++++ Excerpt

Each time he returned from the mountain, his life was changed. Another nuance of who he had become was revealed. He was forever changing into the new person to which he had sought his entire life to become. There was no tablet in his arms as he descended from the heights above; no law; no antiquated precept for which to behold; rather, there were pathways to distant memories that had once been buried, now unearthed to become the inspiration for going forward. They had returned as ghosts from his past to help others around him see the light; that which is the true light. He was not that light but was there only to help those, through him, believe. Those scars of life’s experiences became a therapeutic source, something he never anticipated. Through the catharsis of healing, he could now better understand his purpose for which God had intended. Through the new journey, there was more than just the apparent nature of healing spiritually, but physically as well.

Where the spirit is weak, so is the body. One cannot exist without the other.

Each day as the sun arose, the scriptures spoke of new hope, new promises to be found.

Each day, the healing within and without continued.

Jacob, a good friend of mine, had only recently found himself able to once more confidently be himself. His world had seemed to fall apart, one seemingly unbelievable event after another. It was as if anything that could go wrong would. From one loss to the next, it seemed as if bad news were the only guarantee in his life. The stress of so many unanswered prayers continually compounded themselves; dark waves crashing against the bedrock of his soul, one upon the next, until it seemed his heart would break. Pushing it all aside, using every ounce of faith he could contain, he forged onward. “Press on toward the mark,” he could hear the Apostle Paul saying. Every morning he arose, making himself pretend there was a consistency in chaos. The work of the building kept his mind occupied while he communed with the Lord. The blistering heat swayed not his determination. Days turned into weeks. Weeks turned into months. When it appeared as if all detrimental events had subsided, a new, more deadly attack came.

Looking back, Jacob could see where the sultry summer solstice had merely turned out to be the calm before the storm.

Out of nowhere, an insect-borne illness struck. Jacob was bedridden for days. The excruciating pain, fever, and chills were like nothing he had known to this point in his life. The doctors were initially dumbfounded by the test results. Eventually, the prognosis became clearer, and medication was finally prescribed; but not after Jacob had seemed to hit rock bottom. At one point, the pain was so intense, the darkness so great, he had prayed God to take him home. There was nothing more he wanted than to be free of his earthly body. Broken and shattered, he lay in the pool of sweat as his body felt frozen. He felt as if he had now found the deepest darkest valley as he lay in the shadow of death.

The painful hours passed, and Jacob contemplated if he would ever be able to reach the top of the mountain again. “The deeper the valley, the higher the peak,” he kept telling himself, through one exacerbating breath after another.

++++++++

- Tasks to complete -
A. In the excerpt, list every symptom named in the sentence that begins "The excruciating pain, fever, and chills".
B. Update the excerpt starting at "Where the spirit" and ending at "and without continued.", with "scriptures" changed to "psalms".

++++ Data listing

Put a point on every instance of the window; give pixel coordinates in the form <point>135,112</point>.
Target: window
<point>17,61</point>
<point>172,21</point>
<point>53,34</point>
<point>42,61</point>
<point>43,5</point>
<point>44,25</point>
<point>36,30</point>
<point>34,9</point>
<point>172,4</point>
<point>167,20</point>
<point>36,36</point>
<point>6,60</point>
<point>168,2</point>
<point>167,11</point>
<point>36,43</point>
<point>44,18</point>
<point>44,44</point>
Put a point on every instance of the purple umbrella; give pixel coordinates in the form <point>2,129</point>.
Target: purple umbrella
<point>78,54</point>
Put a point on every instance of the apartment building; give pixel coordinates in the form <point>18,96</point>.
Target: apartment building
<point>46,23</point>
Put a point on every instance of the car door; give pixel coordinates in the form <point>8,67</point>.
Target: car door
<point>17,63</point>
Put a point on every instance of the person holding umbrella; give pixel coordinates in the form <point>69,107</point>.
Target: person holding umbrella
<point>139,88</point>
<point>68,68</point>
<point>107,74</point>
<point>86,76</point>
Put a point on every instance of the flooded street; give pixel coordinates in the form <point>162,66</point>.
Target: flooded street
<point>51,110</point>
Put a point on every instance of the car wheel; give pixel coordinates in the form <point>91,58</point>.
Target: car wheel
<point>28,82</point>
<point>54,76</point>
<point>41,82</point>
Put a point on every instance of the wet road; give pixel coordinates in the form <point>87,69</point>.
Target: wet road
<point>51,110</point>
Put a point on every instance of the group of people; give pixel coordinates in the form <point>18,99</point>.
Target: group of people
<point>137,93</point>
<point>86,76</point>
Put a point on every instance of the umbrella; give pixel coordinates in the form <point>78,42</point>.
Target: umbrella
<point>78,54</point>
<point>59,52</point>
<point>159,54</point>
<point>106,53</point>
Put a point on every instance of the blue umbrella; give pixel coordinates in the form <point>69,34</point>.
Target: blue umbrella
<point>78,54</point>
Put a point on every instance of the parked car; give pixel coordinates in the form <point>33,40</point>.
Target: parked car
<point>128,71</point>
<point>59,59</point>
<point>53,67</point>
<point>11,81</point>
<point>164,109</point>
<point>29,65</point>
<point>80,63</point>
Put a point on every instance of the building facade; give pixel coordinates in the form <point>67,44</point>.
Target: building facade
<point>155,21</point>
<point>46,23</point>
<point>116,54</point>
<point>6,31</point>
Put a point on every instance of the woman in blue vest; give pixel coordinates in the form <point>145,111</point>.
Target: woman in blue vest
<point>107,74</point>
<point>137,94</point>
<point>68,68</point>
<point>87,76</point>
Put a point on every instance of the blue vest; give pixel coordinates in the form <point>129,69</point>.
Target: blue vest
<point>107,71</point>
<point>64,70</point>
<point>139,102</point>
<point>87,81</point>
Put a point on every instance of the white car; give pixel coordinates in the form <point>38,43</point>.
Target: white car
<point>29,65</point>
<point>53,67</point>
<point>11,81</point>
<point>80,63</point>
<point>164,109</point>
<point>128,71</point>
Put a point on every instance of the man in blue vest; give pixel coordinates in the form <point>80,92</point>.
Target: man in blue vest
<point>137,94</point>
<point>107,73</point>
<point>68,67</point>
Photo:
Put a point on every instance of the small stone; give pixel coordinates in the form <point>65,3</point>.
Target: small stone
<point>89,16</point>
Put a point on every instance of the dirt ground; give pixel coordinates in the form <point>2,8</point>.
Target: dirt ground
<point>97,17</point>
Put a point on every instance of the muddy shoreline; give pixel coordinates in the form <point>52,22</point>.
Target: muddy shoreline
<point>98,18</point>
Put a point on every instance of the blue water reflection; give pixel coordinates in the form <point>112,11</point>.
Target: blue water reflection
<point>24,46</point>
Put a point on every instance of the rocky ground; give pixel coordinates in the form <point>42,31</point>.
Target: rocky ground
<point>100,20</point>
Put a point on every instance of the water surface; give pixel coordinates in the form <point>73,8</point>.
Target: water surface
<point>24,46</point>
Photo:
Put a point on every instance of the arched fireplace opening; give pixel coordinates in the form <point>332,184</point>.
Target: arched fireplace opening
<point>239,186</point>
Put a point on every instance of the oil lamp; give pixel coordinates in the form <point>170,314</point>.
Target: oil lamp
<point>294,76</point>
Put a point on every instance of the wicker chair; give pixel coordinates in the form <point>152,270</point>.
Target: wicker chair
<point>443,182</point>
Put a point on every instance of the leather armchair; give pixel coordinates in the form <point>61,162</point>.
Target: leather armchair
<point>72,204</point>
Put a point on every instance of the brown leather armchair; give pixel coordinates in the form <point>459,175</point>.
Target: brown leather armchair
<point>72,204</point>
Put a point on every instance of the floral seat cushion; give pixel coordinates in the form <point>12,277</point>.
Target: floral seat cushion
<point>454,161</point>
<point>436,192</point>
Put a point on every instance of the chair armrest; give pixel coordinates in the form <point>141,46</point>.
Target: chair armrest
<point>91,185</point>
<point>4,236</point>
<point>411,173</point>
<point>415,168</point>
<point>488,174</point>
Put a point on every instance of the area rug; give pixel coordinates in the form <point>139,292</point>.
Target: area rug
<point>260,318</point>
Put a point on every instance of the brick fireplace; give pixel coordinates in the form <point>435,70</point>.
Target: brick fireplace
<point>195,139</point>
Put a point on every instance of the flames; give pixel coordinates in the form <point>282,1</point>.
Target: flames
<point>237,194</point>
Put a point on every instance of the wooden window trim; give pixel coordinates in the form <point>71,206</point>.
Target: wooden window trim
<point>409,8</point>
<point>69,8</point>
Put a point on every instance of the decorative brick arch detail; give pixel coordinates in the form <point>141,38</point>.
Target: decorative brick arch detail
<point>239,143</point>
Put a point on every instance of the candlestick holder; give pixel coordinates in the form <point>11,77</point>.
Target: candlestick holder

++++++++

- Exercise responses -
A. excruciating pain, fever, chills

B.
Where the spirit is weak, so is the body. One cannot exist without the other.

Each day as the sun arose, the psalms spoke of new hope, new promises to be found.

Each day, the healing within and without continued.